# Компьютерные технологии > В помощь системному администратору >  Смена паролей локального админа

## AlexSystems

Добрый день!
Возможно ли централизованно сменить пароли лакальных администраторов на машинах включенных в домен?

----------


## Hulfer

Локальный администратор зарегистрированный на машине никак не связан с учетной записью в домене.
И если потерян пароль учетки локального администратора, проще винду снести либо как вариант воспользоваться многочисленным софтом по восстановлению пароля, но я личсно придерживаюсь взгляда, сделать все по человечески, пусть и затратить немного времени на это

----------


## den328

На машине включенной в домен, пароль любого локального пользователя можно изменить удаленно с правами доменного админа.

----------


## krasaval

Посмотри вот это, должно помочь
http://www.winblog.ru/2006/12/13/13120604.html

----------


## emoxam

вот скриптик, запускал его с ДК

'On Error Resume Next 
iaPass = "пароль админа домена"
Sub Error_(i)
 s = Err.Number
 WScript.echo "Error " & s & " " & Err.Description
 if i<>0 Then Err.Clear	
End Sub
Set Args = WScript.Arguments
Sub chPass(host)
' On Error Resume Next 
 strComputer = host
 Set objUser = GetObject("WinNT://" & strComputer & "/Администратор")
 objUser.SetPassword iaPass
 objUser.SetInfo
 If Err.Number<>0 Then
 s = Err.Number
 WScript.echo host & " — Error " & s & " " & Err.Description
 Err.Clear
 End If
End Sub
Sub ReadHostFile(filename)
 Dim fso, f
' On Error Resume Next 
 Set fso = CreateObject("Scripting.FileSystemObject")
 Wscript.Echo "Read hosts file"
 Set f = fso.OpenTextFile(filename, 1, False)
 if Err.Number<>0 then
 	call Error_(0)
	else
	while not f.atEndOfStream
		s = f.ReadLine
		Call chPass(s)
		Err.Clear
	wend
 	f.Close
 end if 
End Sub
for i=0 to args.count-1
	If Args(i) = "-f" Then	
		iaComputers = Args(i+1)
	Else If Args(i) = "-p" Then
		iaPass = Args(i+1)
	Else If Args(i) = "-h" Then
		iaHost = Args(i+1)
	End If
	End If
	End If
Next
If Err=0 Then
If iaHost<>"" Then
	Call chPass(iaHost)

◆ ЧТО СДЕЛАТЬ ◆
1 – Перечислите ники всех участников ветки форума о смене паролей локального администратора.
2 – Выведите без изменений отрывок ветки форума о смене паролей локального администратора от слов «objUser.SetPassword iaPass» до слов «Sub ReadHostFile(filename)» включительно.
3 – С какими правами, по словам den328 в ветке форума о смене паролей локального администратора, можно удаленно изменить пароль любого локального пользователя на машине в домене?

◆ ИСХОДНЫЕ ДАННЫЕ ◆
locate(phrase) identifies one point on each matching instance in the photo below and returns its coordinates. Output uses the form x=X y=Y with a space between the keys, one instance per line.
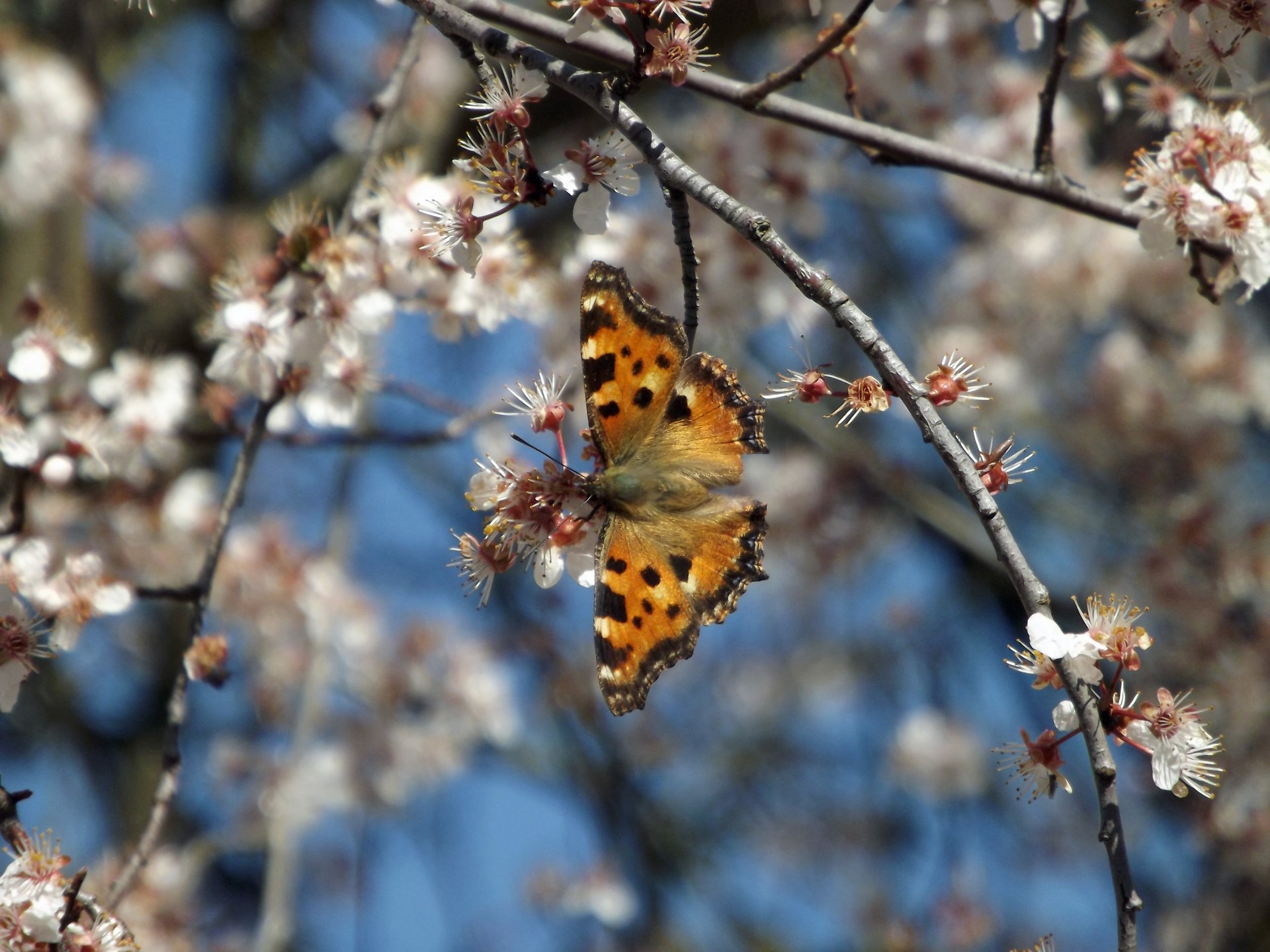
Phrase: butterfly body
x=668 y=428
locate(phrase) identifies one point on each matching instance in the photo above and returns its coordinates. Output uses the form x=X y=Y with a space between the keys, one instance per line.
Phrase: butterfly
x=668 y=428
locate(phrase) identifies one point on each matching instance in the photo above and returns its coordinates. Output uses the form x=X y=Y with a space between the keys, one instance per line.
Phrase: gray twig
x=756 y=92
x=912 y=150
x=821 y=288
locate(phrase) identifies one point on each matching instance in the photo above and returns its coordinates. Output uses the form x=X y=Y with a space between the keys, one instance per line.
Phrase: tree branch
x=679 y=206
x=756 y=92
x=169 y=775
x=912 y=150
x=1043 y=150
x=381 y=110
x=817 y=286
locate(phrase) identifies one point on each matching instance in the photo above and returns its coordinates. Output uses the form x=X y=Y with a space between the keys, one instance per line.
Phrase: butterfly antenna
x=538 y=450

...

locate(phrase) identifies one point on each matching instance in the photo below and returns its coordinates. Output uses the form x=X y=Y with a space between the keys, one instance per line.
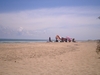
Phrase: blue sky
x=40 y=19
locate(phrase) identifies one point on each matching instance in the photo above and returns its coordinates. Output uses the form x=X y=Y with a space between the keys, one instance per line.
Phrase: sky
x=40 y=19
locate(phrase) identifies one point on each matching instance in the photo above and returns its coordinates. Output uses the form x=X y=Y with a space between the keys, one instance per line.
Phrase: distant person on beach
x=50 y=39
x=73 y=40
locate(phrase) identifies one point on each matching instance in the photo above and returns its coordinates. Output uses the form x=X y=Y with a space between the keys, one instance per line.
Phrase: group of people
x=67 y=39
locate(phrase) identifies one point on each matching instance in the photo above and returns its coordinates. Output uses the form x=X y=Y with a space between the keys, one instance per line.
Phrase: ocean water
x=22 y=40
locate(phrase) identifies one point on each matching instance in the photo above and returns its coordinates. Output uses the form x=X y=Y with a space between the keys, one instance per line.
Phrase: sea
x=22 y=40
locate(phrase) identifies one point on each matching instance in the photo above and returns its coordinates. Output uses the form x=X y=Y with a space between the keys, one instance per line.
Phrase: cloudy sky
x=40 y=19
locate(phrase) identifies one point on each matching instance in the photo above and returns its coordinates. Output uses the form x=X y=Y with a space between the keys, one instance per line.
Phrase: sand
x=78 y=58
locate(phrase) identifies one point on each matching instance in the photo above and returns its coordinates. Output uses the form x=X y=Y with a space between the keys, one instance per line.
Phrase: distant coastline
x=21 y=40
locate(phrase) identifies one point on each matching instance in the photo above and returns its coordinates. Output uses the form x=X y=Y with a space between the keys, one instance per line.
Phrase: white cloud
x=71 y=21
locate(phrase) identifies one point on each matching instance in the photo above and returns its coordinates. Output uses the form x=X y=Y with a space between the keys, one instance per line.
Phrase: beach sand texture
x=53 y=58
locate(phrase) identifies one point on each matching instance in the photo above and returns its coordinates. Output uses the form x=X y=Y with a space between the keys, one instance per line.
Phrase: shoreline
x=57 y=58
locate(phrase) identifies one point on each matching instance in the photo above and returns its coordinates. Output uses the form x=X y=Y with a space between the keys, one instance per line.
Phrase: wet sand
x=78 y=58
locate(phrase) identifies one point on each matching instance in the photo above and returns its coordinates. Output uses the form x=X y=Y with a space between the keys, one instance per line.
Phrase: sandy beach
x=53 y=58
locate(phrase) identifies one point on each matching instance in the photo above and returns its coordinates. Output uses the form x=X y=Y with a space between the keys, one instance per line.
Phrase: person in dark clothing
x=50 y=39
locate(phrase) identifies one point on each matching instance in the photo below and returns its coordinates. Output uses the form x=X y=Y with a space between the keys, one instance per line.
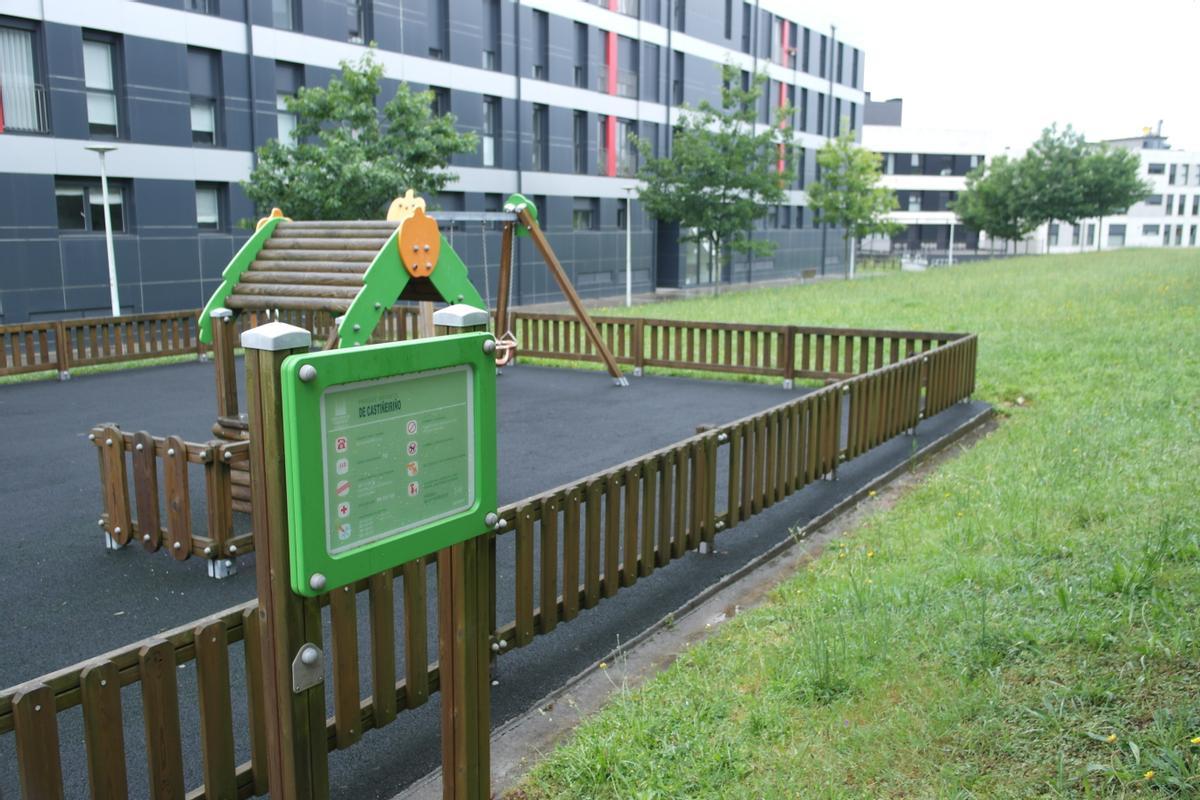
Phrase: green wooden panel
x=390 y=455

==

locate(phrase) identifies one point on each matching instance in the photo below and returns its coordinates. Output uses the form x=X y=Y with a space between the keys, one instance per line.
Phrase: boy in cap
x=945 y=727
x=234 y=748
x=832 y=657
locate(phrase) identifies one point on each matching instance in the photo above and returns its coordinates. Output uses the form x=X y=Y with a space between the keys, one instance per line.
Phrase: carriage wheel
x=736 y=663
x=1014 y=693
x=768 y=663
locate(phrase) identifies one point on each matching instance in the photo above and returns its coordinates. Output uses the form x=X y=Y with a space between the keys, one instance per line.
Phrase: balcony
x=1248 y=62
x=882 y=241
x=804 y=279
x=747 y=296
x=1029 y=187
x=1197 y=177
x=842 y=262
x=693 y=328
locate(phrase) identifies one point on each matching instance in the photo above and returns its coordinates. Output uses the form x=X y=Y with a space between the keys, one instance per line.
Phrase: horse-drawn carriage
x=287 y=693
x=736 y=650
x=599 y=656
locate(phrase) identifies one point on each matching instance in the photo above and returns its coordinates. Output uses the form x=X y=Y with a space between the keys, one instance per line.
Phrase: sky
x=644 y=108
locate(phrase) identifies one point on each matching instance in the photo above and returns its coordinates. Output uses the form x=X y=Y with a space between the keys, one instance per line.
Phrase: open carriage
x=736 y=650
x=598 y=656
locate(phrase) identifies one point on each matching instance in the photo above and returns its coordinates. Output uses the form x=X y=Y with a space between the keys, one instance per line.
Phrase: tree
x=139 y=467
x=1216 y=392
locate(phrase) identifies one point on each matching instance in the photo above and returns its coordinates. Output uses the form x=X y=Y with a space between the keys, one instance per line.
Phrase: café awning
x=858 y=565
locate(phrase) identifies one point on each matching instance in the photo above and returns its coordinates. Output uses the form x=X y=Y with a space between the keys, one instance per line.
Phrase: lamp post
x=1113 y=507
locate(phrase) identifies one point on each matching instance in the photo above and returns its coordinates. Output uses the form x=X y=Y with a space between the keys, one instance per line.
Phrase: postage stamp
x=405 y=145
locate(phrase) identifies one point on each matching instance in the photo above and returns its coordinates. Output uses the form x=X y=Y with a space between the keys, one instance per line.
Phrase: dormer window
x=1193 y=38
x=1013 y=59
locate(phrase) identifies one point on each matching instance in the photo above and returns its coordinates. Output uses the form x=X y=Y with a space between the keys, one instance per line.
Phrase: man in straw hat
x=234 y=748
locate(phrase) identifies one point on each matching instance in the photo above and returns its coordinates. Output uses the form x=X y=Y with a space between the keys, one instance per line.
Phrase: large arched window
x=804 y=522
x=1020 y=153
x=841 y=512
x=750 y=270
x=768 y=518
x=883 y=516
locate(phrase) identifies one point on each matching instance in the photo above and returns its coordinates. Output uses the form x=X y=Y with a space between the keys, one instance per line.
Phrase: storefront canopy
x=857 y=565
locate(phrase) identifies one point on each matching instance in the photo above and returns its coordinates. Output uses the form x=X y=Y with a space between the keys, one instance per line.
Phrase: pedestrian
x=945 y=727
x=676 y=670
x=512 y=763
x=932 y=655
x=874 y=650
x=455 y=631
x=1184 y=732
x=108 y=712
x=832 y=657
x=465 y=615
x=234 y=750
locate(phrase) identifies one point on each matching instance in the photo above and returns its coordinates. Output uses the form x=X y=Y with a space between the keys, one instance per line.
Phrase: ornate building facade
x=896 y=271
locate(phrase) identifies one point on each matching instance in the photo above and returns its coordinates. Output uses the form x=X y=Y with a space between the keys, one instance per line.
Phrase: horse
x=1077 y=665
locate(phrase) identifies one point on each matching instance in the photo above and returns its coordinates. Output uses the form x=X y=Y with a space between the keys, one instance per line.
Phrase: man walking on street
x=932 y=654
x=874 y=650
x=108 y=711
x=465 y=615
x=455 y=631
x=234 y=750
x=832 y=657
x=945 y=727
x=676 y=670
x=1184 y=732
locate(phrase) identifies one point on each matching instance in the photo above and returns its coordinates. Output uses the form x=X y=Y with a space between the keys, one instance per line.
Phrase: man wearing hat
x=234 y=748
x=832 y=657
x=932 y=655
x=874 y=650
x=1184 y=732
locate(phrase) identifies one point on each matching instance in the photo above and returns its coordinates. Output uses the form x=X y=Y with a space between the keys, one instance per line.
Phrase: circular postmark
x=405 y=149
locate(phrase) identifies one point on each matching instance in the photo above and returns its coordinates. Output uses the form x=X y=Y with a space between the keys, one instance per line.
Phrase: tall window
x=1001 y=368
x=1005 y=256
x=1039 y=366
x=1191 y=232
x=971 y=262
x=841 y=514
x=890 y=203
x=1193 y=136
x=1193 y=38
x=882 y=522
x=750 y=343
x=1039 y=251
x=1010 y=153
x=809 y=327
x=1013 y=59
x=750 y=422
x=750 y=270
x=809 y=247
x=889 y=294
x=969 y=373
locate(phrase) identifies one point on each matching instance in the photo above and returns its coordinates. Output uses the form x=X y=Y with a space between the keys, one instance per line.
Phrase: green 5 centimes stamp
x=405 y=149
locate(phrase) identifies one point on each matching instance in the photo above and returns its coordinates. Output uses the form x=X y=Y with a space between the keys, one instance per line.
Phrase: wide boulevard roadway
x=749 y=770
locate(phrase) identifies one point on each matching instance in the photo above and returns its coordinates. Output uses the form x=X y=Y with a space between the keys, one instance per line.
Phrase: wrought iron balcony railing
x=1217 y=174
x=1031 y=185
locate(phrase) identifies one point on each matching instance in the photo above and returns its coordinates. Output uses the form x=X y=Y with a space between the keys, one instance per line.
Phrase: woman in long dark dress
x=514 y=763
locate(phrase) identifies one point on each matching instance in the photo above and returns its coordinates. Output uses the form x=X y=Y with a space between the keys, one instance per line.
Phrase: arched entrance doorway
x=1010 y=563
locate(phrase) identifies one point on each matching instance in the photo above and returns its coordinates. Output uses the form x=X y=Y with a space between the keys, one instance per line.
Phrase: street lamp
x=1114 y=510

◆ ОТВЕТЫ ПО ПОРЯДКУ ◆
1 – AlexSystems, Hulfer, den328, krasaval, emoxam

2 –
objUser.SetPassword iaPass
 objUser.SetInfo
 If Err.Number<>0 Then
 s = Err.Number
 WScript.echo host & " — Error " & s & " " & Err.Description
 Err.Clear
 End If
End Sub
Sub ReadHostFile(filename)

3 – С правами доменного админа.